### What this exercise asks
1. Decide whether each statement below agrees with the conference report, answering yes or no and quoting the exact words of the report that settle it. (a) Jonathan Kaftzan said interoperable operators have found more success in MFS adoption and usage. (b) The report says bank and fintech partnerships have lately been common in Latin America. (c) Cesar Rebollar named acceptance, registration and infrastructure as the requirements for adoption.
2. In the conference report, write out the part that opens with the words containing "Just before lunch, Jonathan" and closes with "and telcos alike.", replacing "emerging markets" with "developing markets".

### Article
Just before lunch, Jonathan Kaftzan, Head of Marketing for the Mobile Financial Services Group at Amdocs shared use cases of digital payment technologies from Latin America and across the world. He broke down the metrics for success for MFS deployments across the world to try to ascertain commonalities. To name a few, he emphasized the importance of interoperability, citing that interoperable operators have found much more success in adoption and usage of MFS. Investment in credit and loans for the SME retail sector, which Mr. Kaftzan coined as the “Productive Poor” in emerging markets, can improve the lives of millions while generating revenue for both financial services providers and telcos alike.

Although Latin America is less known for its financial inclusion initiatives, Pablo García Arabéhéty offered an optimistic overview of the state of financial inclusion in the region and how players are disrupting their industries to promote greater inclusion for last mile populations.

This was followed by Javier Buitrago, the Head of Mobile Money at Nacion Servicios who noted that the Central Bank of Argentina’s willingness to work towards more open innovation in commerce and financial inclusion initiatives was extremely encouraging for the DFC ecosystem in Latin America. Companies at the conference seemed to be aware that the copy-and-paste approach was not the best model, and felt that as regulation evolves and funding becomes more available, the region was heading in the right direction.

The Rise of Fintech in Latin America

The second day of the conference opened up with Cesar Rebollar, the regional Director for Mobile Products at Visa, who spoke about how to drive mobile payment adoption – and the factors necessary to create an optimal environment to do so. Acceptance, registration and infrastructure are what he defined as the requirements for adoption. There is a growing penetration of smartphones in the region, and the “X-Pays” are beginning to arrive, though most are not yet widely available in the region. Visa took the opportunity of the Olympic Games in Rio this year to partner with Samsung Pay in order to launch a mobile wallet equipped with payment and promotion functionalities as well as information on the Games.

From Asia to Europe and back again, blockchain remains a hot topic and Latin America is no exception. The Founder & Executive Director of Bitcoin Argentina, Rodolfo Andraganes offered a holistic prediction of the future disruption of blockchain technology and other cryptocurrencies in the region. Blockchain will surely be applied to many new and inventive use cases as it becomes more mainstream, and according to Mr. Andraganes, the technology will transform the way we trust in the digital world. And since trust is one of the key constructions of value, it will offer increased value for digital propositions.

A fundamental theme of the conference was how to bridge the gap between legacy institutions and the more nimble digital finance and commerce players in order to evolve business models to promote digitization. Governments in Latin America, and Argentina specifically, seem keen for fintech players to solve the issues that traditional players may not be able to, but as of late, bank and fintech partnerships have not been particularly common in the region.

[Labeled shape records]
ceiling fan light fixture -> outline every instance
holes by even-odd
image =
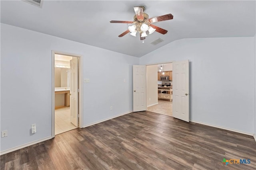
[[[134,37],[136,37],[136,33],[137,33],[137,31],[135,31],[135,32],[132,32],[130,33],[130,35],[134,36]]]
[[[148,25],[145,23],[143,23],[140,27],[140,30],[143,32],[145,32],[148,29]]]
[[[141,34],[141,37],[145,37],[147,36],[148,35],[146,33],[146,32],[144,31]]]
[[[155,31],[156,31],[156,29],[153,28],[152,27],[150,26],[148,27],[148,31],[149,32],[149,34],[151,34],[152,33],[154,32]]]
[[[128,27],[128,29],[130,32],[136,32],[136,25],[133,25],[132,26],[129,26]]]

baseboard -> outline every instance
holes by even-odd
[[[122,116],[123,115],[126,115],[126,114],[128,114],[128,113],[132,113],[132,111],[128,111],[127,112],[124,113],[121,113],[121,114],[119,114],[119,115],[117,115],[116,116],[113,116],[113,117],[109,117],[109,118],[107,118],[107,119],[104,119],[103,120],[100,120],[100,121],[96,121],[96,122],[94,122],[94,123],[92,123],[88,124],[88,125],[85,125],[83,127],[83,128],[88,127],[88,126],[91,126],[92,125],[96,125],[96,124],[99,123],[100,123],[103,122],[104,121],[106,121],[107,120],[110,120],[111,119],[114,119],[114,118],[115,118],[116,117],[119,117],[119,116]]]
[[[254,136],[253,134],[248,133],[247,132],[243,132],[242,131],[238,131],[237,130],[227,128],[226,127],[222,127],[221,126],[216,126],[215,125],[210,125],[210,124],[205,123],[204,123],[200,122],[197,121],[190,121],[191,122],[201,124],[202,125],[206,125],[207,126],[211,126],[212,127],[217,127],[217,128],[222,129],[224,130],[232,131],[232,132],[237,132],[238,133],[242,133],[243,134],[247,135],[250,136]]]
[[[155,104],[151,104],[151,105],[149,105],[149,106],[147,106],[147,107],[150,107],[150,106],[153,106],[156,105],[157,105],[157,104],[158,104],[158,103],[155,103]]]
[[[42,139],[40,139],[38,141],[34,141],[34,142],[30,142],[29,143],[28,143],[25,145],[22,145],[15,147],[15,148],[13,148],[9,149],[7,149],[7,150],[4,150],[3,151],[0,152],[0,155],[6,154],[10,152],[13,152],[13,151],[18,150],[18,149],[24,148],[27,147],[28,147],[29,146],[31,146],[34,144],[36,144],[40,142],[43,142],[44,141],[47,141],[49,139],[52,139],[52,136],[51,136],[50,137],[47,137],[45,138],[44,138]]]

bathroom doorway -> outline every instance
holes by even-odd
[[[81,127],[82,56],[52,52],[52,136]]]

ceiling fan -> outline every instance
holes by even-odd
[[[144,13],[145,7],[143,6],[136,6],[134,7],[136,15],[134,17],[133,21],[110,21],[110,23],[134,23],[134,25],[128,27],[128,29],[118,35],[119,37],[122,37],[129,32],[132,35],[136,36],[137,32],[140,33],[140,37],[141,40],[146,39],[147,36],[146,31],[148,31],[149,34],[151,34],[156,31],[162,34],[165,34],[168,31],[152,24],[154,22],[166,20],[172,20],[173,18],[173,16],[171,14],[153,17],[149,18],[148,15]]]

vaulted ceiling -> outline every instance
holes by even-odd
[[[42,8],[21,0],[0,1],[1,22],[141,57],[175,40],[189,38],[253,37],[255,1],[44,1]],[[132,25],[134,6],[146,7],[150,18],[172,14],[173,20],[154,23],[166,29],[142,43],[138,35],[118,35]],[[160,38],[156,45],[150,43]]]

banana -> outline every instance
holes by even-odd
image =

### Exercise responses
1.
(a) Yes: "interoperable operators have found much more success in adoption and usage of MFS"
(b) No: "as of late, bank and fintech partnerships have not been particularly common in the region."
(c) Yes: "Acceptance, registration and infrastructure are what he defined as the requirements for adoption."

2.
Just before lunch, Jonathan Kaftzan, Head of Marketing for the Mobile Financial Services Group at Amdocs shared use cases of digital payment technologies from Latin America and across the world. He broke down the metrics for success for MFS deployments across the world to try to ascertain commonalities. To name a few, he emphasized the importance of interoperability, citing that interoperable operators have found much more success in adoption and usage of MFS. Investment in credit and loans for the SME retail sector, which Mr. Kaftzan coined as the “Productive Poor” in developing markets, can improve the lives of millions while generating revenue for both financial services providers and telcos alike.